(Data listing)
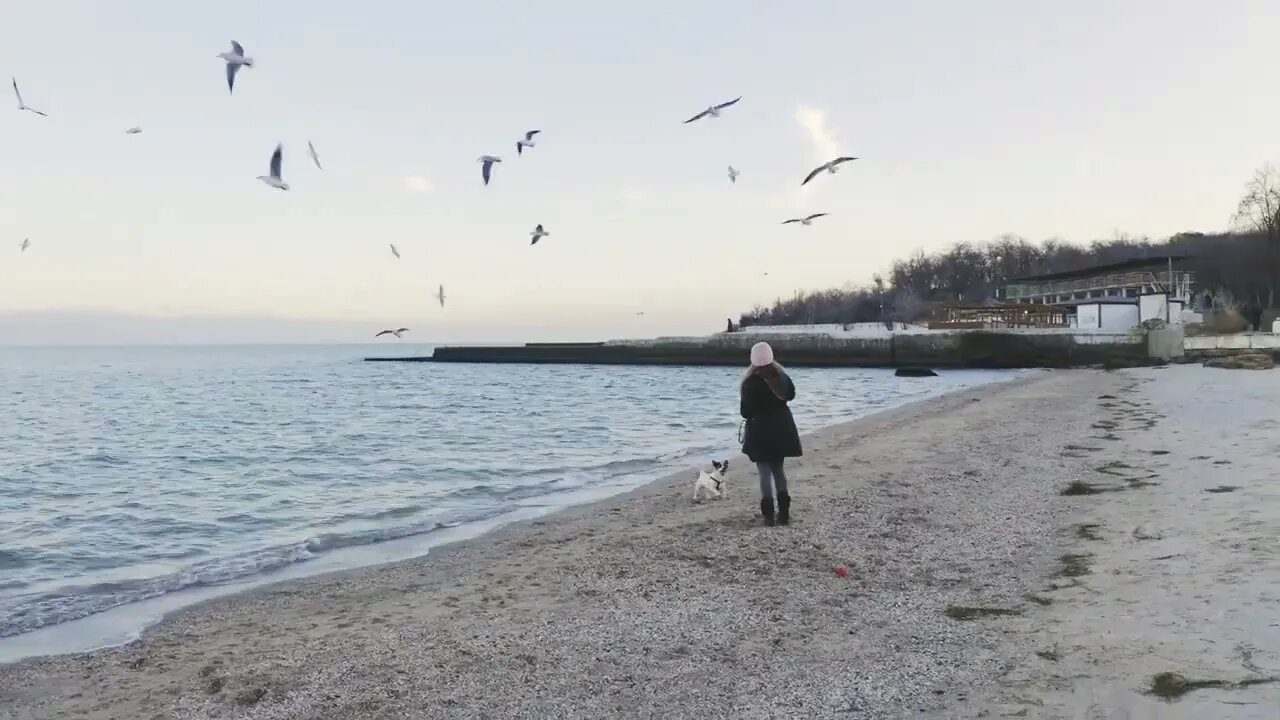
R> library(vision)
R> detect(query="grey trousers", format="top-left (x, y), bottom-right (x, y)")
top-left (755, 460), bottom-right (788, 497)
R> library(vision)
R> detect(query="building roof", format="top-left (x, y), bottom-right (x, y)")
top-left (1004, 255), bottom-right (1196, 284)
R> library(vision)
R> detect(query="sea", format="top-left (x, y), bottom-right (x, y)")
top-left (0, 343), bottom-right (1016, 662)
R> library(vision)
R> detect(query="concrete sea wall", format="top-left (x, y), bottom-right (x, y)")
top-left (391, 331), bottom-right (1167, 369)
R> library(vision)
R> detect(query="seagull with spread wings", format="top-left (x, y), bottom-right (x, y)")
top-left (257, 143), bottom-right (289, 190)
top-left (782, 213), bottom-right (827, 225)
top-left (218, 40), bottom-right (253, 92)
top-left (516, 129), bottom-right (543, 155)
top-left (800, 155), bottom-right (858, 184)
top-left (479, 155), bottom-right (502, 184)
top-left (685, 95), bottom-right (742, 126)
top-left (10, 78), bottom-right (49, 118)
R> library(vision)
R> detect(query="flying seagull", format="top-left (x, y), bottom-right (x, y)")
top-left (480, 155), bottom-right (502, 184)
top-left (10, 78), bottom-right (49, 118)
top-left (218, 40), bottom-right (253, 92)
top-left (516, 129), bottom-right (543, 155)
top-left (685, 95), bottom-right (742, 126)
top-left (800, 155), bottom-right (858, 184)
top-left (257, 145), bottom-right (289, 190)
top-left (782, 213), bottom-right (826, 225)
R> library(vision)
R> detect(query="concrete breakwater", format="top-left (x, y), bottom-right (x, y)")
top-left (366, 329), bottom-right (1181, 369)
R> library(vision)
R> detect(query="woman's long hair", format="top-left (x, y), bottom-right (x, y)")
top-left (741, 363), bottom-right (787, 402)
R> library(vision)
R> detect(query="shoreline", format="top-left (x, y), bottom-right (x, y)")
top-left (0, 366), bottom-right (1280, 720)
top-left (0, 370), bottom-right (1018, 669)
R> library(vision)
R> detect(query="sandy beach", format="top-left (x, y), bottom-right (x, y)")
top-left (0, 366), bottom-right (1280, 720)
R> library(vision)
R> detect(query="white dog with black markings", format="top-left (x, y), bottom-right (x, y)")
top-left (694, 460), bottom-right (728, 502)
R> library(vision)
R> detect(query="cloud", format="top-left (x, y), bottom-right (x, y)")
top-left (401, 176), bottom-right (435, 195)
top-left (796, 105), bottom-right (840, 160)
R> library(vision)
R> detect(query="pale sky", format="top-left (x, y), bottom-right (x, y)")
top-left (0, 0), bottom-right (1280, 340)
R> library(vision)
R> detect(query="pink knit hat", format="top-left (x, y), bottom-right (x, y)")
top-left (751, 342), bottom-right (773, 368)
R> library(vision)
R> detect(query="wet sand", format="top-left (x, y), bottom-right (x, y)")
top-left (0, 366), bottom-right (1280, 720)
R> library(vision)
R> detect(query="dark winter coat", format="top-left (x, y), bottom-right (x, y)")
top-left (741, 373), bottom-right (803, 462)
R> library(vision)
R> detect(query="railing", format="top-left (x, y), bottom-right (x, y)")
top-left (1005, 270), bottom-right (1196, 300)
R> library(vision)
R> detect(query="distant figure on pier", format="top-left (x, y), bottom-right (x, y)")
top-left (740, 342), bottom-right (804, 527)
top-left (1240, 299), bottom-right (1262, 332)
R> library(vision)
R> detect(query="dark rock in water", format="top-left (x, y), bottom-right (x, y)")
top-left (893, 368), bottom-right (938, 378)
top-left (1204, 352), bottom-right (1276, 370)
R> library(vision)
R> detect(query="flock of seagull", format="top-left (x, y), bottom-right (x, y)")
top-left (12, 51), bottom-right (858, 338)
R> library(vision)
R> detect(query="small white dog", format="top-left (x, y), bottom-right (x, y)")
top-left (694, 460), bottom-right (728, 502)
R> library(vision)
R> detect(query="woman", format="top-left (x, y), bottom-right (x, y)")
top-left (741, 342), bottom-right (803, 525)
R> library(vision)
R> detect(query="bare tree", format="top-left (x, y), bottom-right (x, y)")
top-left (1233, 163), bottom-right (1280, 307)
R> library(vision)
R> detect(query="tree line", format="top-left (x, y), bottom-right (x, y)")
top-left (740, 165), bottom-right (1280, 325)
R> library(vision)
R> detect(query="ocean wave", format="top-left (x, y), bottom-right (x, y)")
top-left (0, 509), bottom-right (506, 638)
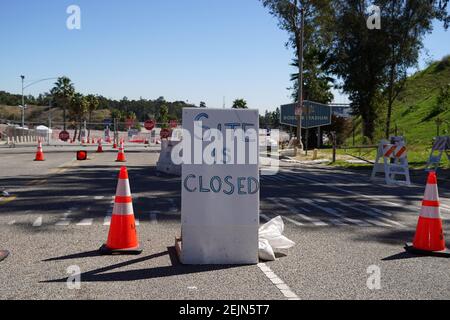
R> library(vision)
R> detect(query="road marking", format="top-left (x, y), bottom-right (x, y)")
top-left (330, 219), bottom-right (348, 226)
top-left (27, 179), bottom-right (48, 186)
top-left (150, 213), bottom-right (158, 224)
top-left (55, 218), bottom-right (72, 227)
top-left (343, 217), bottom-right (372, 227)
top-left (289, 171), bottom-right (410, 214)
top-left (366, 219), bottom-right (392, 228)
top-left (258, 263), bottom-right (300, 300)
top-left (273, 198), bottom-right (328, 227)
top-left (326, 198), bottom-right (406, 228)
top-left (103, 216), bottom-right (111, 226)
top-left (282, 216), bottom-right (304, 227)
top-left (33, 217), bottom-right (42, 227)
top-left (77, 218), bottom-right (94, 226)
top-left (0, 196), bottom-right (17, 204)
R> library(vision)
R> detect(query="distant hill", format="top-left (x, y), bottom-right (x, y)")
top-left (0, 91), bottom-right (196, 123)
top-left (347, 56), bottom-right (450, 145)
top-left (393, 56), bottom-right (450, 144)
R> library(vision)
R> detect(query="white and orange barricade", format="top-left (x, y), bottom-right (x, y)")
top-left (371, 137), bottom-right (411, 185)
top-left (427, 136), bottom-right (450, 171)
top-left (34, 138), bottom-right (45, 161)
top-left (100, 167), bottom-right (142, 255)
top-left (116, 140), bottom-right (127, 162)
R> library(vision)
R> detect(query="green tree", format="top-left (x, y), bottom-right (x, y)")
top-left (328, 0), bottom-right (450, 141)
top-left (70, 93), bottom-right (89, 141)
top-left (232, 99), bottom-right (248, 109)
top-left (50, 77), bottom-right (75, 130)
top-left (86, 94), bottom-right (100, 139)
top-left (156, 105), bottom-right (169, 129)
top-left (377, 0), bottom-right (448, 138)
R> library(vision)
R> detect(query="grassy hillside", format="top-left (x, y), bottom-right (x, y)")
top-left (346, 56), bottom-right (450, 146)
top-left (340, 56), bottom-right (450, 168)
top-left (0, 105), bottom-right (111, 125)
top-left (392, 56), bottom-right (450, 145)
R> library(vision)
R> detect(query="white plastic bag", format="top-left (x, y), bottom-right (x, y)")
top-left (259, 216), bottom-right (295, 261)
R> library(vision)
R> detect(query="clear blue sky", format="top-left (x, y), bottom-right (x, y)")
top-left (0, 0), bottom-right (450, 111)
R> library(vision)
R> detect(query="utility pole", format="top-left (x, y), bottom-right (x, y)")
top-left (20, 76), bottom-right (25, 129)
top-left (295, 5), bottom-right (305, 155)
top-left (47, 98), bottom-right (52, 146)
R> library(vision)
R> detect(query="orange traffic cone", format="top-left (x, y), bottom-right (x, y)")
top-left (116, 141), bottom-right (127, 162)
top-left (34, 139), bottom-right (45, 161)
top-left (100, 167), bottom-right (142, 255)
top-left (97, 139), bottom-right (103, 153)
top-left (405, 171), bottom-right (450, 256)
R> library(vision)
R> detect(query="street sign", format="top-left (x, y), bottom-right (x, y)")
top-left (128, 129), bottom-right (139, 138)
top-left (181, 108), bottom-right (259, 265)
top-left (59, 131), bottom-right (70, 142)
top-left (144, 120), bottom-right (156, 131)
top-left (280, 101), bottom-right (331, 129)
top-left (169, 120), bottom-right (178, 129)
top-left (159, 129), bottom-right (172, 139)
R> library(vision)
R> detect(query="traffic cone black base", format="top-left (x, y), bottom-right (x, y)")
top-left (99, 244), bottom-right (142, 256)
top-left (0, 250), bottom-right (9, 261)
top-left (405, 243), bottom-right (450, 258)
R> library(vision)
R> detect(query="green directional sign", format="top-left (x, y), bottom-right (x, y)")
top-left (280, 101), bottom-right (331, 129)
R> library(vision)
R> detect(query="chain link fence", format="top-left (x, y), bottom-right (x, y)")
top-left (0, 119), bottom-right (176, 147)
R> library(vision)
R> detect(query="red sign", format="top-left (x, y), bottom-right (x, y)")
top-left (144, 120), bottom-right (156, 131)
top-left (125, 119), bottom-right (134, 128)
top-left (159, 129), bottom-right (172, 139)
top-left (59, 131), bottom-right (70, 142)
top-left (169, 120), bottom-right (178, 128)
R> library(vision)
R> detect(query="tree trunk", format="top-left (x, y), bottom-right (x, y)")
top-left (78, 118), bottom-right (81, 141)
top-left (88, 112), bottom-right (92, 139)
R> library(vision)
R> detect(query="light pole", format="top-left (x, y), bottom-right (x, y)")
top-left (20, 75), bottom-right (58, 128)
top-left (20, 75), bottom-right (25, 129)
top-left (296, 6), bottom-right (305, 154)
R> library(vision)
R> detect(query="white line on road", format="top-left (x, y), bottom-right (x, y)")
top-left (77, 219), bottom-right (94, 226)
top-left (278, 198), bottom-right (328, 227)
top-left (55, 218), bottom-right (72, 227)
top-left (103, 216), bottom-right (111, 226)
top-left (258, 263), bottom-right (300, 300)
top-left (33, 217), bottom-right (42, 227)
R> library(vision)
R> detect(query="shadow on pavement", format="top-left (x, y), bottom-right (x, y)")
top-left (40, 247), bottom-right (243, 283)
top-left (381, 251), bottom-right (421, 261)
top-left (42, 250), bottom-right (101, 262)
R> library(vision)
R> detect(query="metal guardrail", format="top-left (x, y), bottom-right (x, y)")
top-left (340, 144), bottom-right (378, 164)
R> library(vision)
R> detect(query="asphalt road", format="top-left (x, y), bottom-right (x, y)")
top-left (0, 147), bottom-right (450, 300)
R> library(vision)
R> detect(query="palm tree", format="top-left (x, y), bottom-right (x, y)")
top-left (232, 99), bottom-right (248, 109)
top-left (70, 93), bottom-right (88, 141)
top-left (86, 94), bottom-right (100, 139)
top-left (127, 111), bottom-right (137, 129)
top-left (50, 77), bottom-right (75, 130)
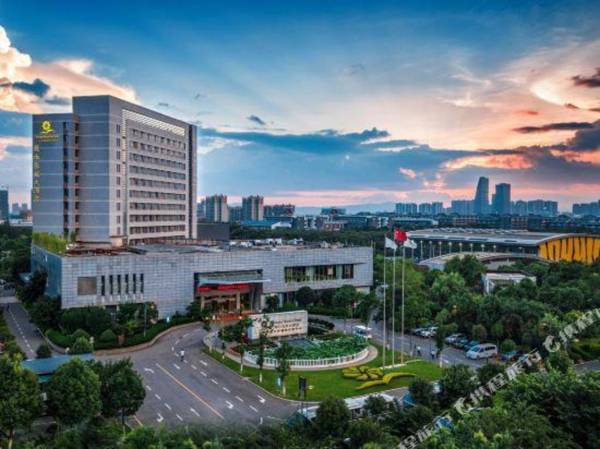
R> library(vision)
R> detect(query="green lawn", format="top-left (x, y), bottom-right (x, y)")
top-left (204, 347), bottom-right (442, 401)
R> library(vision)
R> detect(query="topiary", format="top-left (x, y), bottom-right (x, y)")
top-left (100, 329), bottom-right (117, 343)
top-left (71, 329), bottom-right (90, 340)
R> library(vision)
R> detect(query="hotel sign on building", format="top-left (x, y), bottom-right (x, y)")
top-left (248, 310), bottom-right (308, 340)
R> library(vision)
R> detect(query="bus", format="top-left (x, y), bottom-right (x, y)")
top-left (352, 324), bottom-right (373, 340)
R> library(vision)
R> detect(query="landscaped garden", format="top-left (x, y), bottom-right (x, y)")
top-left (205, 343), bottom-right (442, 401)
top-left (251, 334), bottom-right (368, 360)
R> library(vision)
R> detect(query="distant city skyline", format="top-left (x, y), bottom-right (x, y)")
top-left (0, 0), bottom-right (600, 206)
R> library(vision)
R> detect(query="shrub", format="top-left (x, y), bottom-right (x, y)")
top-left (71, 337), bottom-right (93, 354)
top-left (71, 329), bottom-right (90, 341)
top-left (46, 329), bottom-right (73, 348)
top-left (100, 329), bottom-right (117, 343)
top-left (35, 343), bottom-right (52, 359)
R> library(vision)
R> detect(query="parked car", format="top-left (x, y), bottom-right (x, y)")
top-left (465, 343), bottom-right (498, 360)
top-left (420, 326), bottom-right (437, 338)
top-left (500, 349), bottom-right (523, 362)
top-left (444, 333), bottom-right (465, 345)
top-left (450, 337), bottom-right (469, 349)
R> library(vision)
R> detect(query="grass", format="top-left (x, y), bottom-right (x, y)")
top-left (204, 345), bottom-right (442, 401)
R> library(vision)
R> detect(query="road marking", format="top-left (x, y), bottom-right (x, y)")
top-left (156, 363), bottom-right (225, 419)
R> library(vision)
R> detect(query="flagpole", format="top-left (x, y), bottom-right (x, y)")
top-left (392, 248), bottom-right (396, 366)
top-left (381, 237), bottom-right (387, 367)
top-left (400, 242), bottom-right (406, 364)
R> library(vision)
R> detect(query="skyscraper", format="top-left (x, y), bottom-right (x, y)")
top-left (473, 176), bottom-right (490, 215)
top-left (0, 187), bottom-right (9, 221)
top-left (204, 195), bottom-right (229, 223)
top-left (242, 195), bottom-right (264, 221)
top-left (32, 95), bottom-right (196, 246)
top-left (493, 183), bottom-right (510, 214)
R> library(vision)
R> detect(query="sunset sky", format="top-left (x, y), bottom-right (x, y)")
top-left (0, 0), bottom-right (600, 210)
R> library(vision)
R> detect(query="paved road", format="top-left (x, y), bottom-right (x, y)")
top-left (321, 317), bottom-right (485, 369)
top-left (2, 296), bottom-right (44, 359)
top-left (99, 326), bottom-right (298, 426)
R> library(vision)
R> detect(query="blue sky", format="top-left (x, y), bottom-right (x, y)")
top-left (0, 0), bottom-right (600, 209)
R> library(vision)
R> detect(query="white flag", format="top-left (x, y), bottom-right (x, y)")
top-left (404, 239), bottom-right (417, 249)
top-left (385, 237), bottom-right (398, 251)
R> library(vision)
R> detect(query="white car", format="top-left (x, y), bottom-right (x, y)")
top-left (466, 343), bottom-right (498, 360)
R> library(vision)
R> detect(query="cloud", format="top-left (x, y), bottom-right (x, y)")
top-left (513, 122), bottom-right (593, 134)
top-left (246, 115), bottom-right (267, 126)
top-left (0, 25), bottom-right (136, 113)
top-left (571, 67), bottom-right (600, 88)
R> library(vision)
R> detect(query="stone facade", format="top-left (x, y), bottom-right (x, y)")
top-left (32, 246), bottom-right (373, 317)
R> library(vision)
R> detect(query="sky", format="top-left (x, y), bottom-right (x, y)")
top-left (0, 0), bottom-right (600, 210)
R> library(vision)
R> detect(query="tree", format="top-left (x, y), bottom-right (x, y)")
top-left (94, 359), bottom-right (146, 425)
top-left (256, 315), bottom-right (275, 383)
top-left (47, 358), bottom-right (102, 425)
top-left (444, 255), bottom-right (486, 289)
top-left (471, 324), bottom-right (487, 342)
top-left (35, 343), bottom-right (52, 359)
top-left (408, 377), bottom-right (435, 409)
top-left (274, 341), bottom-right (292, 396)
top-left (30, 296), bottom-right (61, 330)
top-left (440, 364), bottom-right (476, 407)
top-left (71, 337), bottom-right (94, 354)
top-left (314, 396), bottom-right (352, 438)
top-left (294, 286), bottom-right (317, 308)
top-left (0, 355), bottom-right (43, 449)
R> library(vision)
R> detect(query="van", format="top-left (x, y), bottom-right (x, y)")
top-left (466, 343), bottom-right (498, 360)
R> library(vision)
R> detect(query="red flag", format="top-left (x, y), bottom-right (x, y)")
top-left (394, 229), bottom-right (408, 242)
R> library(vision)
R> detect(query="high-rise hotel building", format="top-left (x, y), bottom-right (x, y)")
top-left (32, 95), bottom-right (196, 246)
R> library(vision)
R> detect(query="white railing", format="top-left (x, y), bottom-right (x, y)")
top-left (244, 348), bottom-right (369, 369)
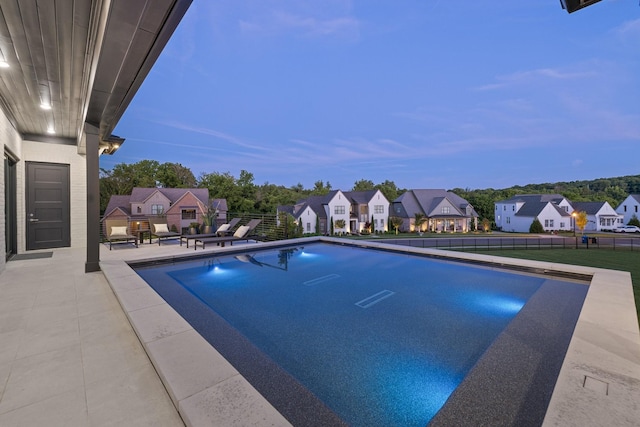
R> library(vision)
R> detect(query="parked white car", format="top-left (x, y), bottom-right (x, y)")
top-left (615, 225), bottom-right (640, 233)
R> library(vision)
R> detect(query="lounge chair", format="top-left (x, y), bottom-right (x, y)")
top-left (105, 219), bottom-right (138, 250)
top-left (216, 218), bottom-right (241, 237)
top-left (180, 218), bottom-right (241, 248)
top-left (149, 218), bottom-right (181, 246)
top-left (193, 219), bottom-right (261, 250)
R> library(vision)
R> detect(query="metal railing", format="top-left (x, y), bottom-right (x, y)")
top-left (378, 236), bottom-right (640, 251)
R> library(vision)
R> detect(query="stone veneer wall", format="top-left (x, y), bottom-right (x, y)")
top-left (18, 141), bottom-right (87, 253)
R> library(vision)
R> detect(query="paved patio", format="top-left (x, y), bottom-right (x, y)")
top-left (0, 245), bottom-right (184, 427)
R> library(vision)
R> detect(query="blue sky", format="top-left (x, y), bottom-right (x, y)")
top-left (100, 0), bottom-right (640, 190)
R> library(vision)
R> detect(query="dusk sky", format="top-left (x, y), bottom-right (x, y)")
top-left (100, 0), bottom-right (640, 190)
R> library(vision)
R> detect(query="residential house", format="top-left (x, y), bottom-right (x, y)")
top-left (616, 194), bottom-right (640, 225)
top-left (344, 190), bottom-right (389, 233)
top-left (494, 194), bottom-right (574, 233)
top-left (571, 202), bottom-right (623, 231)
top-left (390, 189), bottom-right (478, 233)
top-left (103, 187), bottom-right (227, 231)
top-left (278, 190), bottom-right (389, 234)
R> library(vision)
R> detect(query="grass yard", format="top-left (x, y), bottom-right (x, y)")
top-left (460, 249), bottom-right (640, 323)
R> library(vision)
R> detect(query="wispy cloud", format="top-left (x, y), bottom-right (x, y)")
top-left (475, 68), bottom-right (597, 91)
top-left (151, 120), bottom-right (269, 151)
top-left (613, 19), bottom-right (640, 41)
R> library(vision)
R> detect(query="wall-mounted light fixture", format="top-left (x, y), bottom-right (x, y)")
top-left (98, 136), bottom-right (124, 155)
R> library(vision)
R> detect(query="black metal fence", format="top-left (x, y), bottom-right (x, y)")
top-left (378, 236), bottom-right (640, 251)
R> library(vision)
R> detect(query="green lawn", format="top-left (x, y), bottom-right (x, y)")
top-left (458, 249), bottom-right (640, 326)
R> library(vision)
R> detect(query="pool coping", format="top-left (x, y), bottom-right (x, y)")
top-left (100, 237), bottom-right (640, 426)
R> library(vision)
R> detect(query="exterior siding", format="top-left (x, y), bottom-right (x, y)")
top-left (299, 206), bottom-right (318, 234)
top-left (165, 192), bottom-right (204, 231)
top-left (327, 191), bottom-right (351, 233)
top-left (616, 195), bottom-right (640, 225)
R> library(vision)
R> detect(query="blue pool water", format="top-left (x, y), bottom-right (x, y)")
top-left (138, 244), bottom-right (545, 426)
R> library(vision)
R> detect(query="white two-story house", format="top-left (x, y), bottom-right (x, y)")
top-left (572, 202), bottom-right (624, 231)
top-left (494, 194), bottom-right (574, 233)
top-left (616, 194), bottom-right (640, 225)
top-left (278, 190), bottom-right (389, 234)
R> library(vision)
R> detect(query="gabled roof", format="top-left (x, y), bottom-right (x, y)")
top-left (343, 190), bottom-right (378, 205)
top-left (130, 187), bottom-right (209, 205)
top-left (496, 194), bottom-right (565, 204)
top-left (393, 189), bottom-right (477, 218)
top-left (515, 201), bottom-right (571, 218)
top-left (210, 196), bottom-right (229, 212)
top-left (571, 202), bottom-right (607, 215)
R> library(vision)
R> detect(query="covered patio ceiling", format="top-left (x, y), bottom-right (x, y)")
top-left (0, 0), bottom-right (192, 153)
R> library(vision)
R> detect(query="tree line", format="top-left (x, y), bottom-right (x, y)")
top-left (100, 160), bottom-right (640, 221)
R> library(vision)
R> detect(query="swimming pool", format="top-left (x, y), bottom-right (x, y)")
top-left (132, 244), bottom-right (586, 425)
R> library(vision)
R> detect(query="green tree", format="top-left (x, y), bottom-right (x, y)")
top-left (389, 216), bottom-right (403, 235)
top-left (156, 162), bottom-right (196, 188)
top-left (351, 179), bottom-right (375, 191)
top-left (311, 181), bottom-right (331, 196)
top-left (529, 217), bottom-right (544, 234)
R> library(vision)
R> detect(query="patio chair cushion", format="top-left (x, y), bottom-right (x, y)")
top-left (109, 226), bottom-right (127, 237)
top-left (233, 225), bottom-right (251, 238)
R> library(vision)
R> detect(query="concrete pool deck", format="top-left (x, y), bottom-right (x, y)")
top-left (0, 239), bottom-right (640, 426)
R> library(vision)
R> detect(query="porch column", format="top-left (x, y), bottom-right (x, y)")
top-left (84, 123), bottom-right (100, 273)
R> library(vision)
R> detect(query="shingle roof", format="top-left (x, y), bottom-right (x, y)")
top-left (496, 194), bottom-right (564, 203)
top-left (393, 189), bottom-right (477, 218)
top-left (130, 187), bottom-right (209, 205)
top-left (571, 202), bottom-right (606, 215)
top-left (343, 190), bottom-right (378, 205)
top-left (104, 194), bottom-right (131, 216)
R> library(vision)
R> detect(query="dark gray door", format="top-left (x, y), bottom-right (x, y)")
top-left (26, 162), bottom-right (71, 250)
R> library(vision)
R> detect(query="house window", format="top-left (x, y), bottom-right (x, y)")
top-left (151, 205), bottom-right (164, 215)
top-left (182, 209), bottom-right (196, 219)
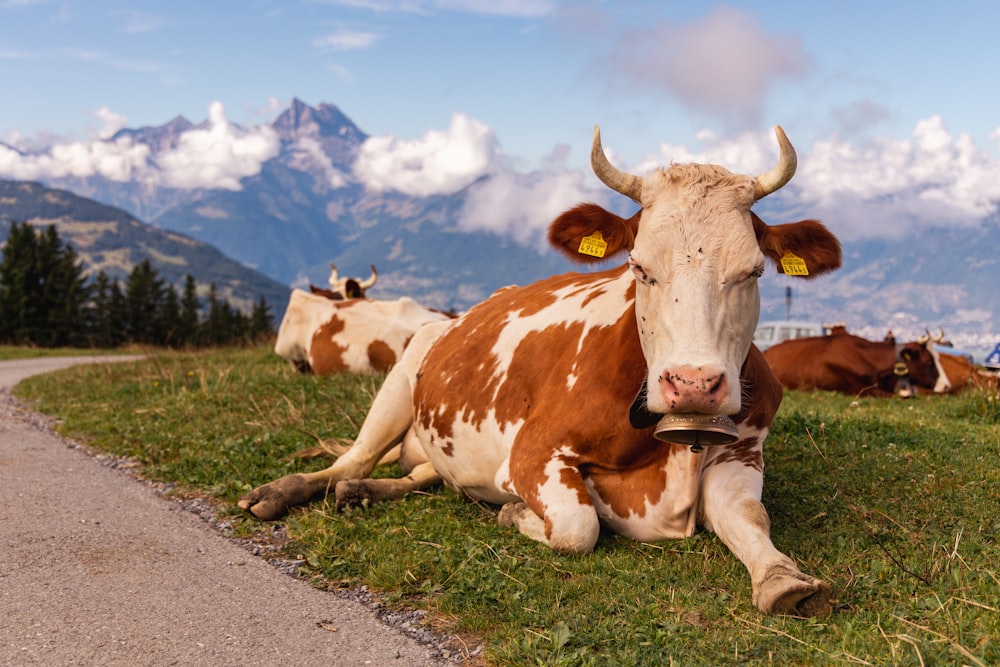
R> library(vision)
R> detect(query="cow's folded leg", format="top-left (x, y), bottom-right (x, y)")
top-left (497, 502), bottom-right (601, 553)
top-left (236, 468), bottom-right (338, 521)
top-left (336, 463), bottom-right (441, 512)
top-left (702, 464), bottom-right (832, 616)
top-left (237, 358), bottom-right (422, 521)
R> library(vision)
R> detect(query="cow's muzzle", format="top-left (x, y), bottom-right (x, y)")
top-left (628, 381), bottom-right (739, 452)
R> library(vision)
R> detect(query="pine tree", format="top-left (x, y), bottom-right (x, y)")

The problem: Output every line of the items verbatim, from the start through the line containing "top-left (0, 343), bottom-right (1016, 662)", with both ends included. Omit the pictures from your output.

Task response:
R> library(vision)
R> detect(query="grey trousers", format="top-left (x, y), bottom-right (x, y)")
top-left (755, 460), bottom-right (788, 497)
R> library(vision)
R> detect(query="building roof", format="top-left (x, y), bottom-right (x, y)")
top-left (1004, 255), bottom-right (1196, 284)
R> library(vision)
R> detect(query="sea", format="top-left (x, y), bottom-right (x, y)")
top-left (0, 343), bottom-right (1016, 662)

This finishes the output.